- _Problem statement_: Continue the article below on AI at the Paris Course on Revascularization, starting after its last sentence.
** Passage shown follows **
ARTICLE SUMMARY:
Artificial Intelligence has the potential to dramatically improve treatment protocols. Why are some physicians wary?
Back in person for the first time since the pandemic cancelled its 2020 in-person conference, this year’s Paris Course on Revascularization (PCR) featured an Innovation Day track of sessions highlighting promising new technologies that, by implication, will likely shape interventional cardiology in the years ahead. And this year, many of the presentations featured technologies informed in one way or another by AI (artificial intelligence).
As with most of the sessions at PCR, there was a practical spin to the AI discussions. In sessions held over several days, speaker after speaker tried to demonstrate how this very future-looking technology can actually help interventionalists in their day-to-day practice. After all, it’s a hallmark of PCR and clinical congresses like it, to try to help physicians deal with those real-world challenges; what differentiates the Innovation Day program is that it is more about novel devices not coming to market for several years than about practice protocols or procedure-based challenges.
** End of Passage shown **
** Recorded information follows **
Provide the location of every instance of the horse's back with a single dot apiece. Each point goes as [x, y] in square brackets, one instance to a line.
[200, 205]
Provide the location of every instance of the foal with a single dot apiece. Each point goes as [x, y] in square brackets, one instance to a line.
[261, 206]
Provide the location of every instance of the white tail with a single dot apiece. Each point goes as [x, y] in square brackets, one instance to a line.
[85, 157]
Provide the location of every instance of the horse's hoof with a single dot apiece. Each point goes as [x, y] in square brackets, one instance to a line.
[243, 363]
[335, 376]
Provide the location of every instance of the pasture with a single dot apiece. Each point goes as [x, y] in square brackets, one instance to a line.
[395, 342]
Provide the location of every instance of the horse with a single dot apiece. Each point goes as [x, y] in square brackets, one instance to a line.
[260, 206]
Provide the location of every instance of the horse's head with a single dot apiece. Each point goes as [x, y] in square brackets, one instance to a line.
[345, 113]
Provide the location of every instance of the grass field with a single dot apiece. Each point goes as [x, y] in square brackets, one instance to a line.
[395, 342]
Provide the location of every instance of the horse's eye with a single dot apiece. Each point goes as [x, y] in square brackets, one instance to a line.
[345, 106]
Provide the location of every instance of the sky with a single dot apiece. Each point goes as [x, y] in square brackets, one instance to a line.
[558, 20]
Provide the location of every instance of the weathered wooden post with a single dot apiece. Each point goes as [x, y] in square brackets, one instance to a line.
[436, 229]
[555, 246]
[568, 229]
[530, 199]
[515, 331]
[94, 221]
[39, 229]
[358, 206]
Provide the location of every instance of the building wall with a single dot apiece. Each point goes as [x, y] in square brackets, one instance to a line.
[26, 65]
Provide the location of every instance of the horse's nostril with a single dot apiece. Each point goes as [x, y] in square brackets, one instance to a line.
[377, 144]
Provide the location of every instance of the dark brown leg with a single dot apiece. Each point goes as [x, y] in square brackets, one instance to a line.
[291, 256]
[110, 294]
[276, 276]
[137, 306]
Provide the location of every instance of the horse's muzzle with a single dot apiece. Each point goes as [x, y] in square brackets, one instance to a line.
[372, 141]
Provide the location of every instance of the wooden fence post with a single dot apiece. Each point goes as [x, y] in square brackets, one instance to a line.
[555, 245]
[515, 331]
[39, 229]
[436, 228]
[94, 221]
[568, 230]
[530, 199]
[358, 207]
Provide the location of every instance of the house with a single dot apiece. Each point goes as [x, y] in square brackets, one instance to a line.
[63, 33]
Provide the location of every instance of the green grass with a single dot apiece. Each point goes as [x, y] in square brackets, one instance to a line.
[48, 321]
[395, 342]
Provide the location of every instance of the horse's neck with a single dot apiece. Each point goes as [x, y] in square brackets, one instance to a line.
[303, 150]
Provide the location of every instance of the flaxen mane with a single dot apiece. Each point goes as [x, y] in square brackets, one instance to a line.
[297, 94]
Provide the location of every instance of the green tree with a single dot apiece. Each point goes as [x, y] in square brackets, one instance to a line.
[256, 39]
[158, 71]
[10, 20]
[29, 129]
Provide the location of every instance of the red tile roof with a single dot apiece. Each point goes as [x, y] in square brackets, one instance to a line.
** End of Recorded information **
- _Result of the exercise_:
That said, the interesting spin of PCR is that even in sessions featuring next-generation technology, the physician presenters, in most cases, tried to describe practical, real-world applications and implications of that technology, even if much of it is in the early stages of development. And there was, without question, an interest—in many cases, an enthusiasm—around AI, especially since the physicians making the presentations often had already begun to incorporate AI in their practices or were participating in the kinds of early trials and investigations that would lead to market-ready adoption of the technology.